자료:

::::

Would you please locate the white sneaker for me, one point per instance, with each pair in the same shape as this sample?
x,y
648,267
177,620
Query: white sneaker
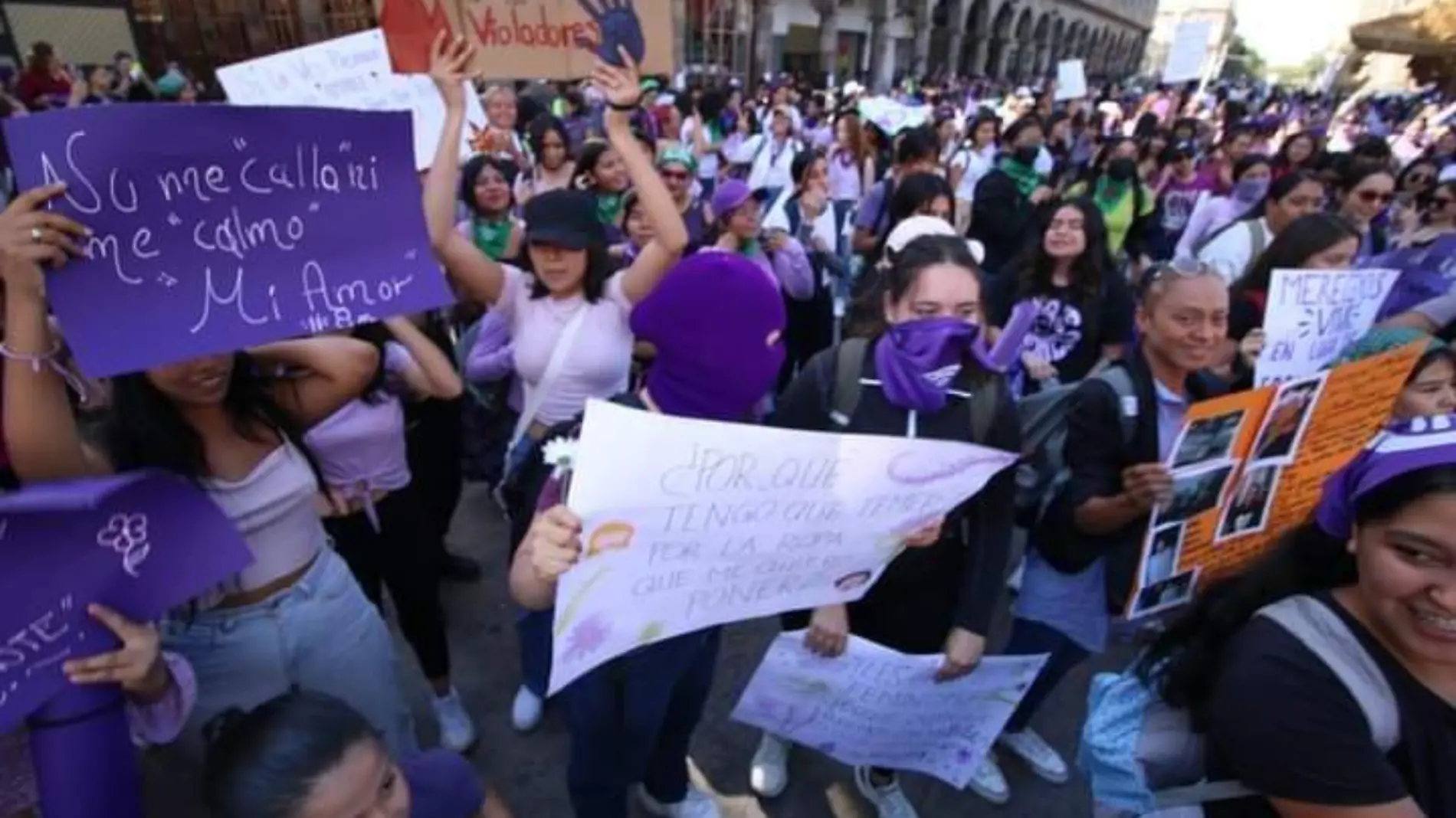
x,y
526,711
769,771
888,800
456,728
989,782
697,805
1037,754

::::

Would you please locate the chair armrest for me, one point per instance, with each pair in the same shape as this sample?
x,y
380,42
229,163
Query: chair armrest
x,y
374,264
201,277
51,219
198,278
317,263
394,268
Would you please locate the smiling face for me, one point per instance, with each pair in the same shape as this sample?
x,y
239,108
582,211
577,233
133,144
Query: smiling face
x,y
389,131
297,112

::::

과제:
위 자료에서 "chair"라는 단어가 들어 있는 줄을 하나도 빠짐없이 그대로 옮겨 보여 주십시오. 대소문자를 구분하십시오.

답안:
Would you please locate the chair armrest for me, one point per instance, with each pair in the same shape as this sample?
Query: chair armrest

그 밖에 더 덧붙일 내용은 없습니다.